:: DOCUMENT SEGMENT ::
912 F.3d 464
8th Cir.2019Background
- Parrish was arrested at a checkpoint, booked into Hamilton County Jail, and told jailer Jason Dingman about prior serious injuries (broken femur/arm, limp, double vision, orthotic shoe); Dingman allowed Parrish to keep shoes and glasses and gave him a mattress.
- Parrish asked for an isolated cell; Dingman refused. While carrying the mattress into a holding cell, Parrish stepped toward an open cell door with the mattress protruding through the door.
- Dingman perceived Parrish’s movement and the mattress as a threat and possible escape attempt; he entered the cell, pushed Parrish into the wall, forced him to the floor using arm/neck control, and handcuffed him.
- Parrish sustained wrist swelling/bruising, rib and back injuries, and sought mental health treatment; he sued Dingman, Sheriff Hagenson, and Hamilton County under 42 U.S.C. § 1983 and Iowa law for excessive force and assault/battery.
- The district court granted summary judgment and qualified immunity to defendants; the Eighth Circuit reviewed de novo and affirmed dismissal of federal and state claims.
:::
:: INFORMATION PROVIDED ::
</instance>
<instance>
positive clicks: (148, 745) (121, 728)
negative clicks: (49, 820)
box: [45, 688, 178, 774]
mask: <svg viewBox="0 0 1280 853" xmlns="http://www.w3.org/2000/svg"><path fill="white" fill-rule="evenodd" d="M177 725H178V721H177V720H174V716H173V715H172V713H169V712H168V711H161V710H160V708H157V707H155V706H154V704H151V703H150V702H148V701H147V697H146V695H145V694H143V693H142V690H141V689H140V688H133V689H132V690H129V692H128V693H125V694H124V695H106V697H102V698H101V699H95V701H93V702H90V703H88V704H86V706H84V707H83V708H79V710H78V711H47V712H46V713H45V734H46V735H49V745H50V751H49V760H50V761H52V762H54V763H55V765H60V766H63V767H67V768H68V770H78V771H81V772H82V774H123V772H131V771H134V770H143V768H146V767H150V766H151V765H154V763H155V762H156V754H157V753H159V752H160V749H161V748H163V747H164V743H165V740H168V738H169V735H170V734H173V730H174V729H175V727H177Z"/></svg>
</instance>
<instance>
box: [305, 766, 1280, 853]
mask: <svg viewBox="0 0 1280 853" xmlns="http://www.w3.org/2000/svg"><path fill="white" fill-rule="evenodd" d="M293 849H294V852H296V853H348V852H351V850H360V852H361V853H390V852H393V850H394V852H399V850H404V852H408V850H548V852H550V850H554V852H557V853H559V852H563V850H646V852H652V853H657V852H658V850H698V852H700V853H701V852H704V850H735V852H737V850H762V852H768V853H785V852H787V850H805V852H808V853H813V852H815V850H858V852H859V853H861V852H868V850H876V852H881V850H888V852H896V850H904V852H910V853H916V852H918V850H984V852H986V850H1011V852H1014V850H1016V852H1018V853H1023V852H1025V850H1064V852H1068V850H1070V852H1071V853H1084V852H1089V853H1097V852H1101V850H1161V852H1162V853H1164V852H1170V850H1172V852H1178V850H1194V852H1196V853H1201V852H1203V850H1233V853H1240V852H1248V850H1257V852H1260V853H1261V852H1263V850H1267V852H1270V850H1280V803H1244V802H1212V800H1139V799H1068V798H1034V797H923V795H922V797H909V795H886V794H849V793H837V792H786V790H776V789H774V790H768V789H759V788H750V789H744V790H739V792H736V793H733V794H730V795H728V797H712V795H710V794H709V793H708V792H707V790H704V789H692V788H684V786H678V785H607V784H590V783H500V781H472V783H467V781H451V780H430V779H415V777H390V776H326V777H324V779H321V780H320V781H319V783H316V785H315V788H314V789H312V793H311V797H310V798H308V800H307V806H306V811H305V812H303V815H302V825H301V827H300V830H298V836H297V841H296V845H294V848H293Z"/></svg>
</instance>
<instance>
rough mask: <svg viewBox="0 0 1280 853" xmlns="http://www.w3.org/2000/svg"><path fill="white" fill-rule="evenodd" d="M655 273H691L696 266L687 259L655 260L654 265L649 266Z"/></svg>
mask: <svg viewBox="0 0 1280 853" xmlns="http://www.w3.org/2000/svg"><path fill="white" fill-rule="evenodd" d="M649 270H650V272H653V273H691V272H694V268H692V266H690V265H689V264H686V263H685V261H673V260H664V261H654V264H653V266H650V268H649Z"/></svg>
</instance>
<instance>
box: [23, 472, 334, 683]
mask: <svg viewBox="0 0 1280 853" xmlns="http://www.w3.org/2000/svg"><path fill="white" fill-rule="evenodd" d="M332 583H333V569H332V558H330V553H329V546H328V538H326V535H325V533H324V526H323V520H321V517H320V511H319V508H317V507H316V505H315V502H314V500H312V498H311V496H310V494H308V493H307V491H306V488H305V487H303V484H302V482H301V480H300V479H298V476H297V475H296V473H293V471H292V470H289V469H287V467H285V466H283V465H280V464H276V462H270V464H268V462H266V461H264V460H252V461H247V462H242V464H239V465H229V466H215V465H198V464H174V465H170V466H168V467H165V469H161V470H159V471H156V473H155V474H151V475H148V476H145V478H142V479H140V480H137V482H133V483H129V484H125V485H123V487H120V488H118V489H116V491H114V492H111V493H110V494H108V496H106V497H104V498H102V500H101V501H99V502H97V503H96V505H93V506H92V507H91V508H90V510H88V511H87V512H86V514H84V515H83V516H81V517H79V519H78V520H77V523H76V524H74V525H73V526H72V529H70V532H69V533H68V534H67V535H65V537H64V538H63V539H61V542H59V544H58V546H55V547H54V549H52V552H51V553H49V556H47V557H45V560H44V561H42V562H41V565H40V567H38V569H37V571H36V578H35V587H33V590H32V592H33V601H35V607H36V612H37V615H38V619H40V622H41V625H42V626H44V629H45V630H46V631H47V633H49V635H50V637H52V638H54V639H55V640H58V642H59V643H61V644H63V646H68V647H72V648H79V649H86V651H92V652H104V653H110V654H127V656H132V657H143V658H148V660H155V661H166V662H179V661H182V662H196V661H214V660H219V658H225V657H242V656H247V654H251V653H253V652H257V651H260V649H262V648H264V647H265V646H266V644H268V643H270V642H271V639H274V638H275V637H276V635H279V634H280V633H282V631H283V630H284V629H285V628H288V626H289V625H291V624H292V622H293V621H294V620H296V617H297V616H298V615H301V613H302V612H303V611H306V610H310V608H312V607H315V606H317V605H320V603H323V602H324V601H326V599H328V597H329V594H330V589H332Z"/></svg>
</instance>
:::
**ASSIGNMENT 1**
According to the case summary, which of his own items did Dingman let Parrish keep after booking?
**ASSIGNMENT 2**
Using the case summary, explain why Dingman entered the holding cell and forced Parrish to the floor.
**ASSIGNMENT 3**
Continue the case summary from its last line.

**TASK ANSWER 1**
His shoes and glasses.

**TASK ANSWER 2**
Dingman saw Parrish step toward an open cell door with the mattress sticking through it. He took that movement as a threat and a possible escape attempt.

**TASK ANSWER 3**
Issues
| Issue | Plaintiff's Argument | Defendant's Argument | Held |
|---|---|---|---|
| Whether Dingman used excessive force in violation of the Fourth Amendment | Parrish: he was cooperative, unarmed, disabled; force was unnecessary | Dingman: reasonable belief Parrish was attempting to leave and posed a threat; force was proportional | No constitutional violation; force objectively reasonable; qualified immunity applies |
| Whether force amount was excessive given injuries and disabilities | Parrish: injuries and known disabilities made force disproportionate | Dingman: split-second judgment justified; technique was a common restraint and proportional | Use of force was proportional and reasonable under the circumstances |
| Whether county is liable under respondeat superior for assault/battery | Parrish: county liable for employee’s wrongful acts | County: no employee liability because force was lawful and reasonable | No municipal liability because employee did not commit actionable wrongdoing |
| Whether Iowa law permits the force used to prevent escape/arrest | Parrish: statutory protections and disabilities limit force | Defendants: Iowa statutes allow reasonable force to prevent escape and effect arrest | Iowa law authorizes the force used when objectively reasonable; summary judgment affirmed |
Key Cases Cited
- Ashcroft v. al-Kidd, 563 U.S. 731 (qualified immunity standard)
- Harlow v. Fitzgerald, 457 U.S. 800 (qualified immunity standard)
- Graham v. Connor, 490 U.S. 386 (objective-reasonableness test for use of force)
- Kingsley v. Hendrickson, 576 U.S. 389 (deference to jail security and institutional interests)
- Shekleton v. Eichenberger, 677 F.3d 361 (force against disabled person; distinguishable facts)
- Hicks v. Norwood, 640 F.3d 839 (Fourth Amendment reasonableness for booking process)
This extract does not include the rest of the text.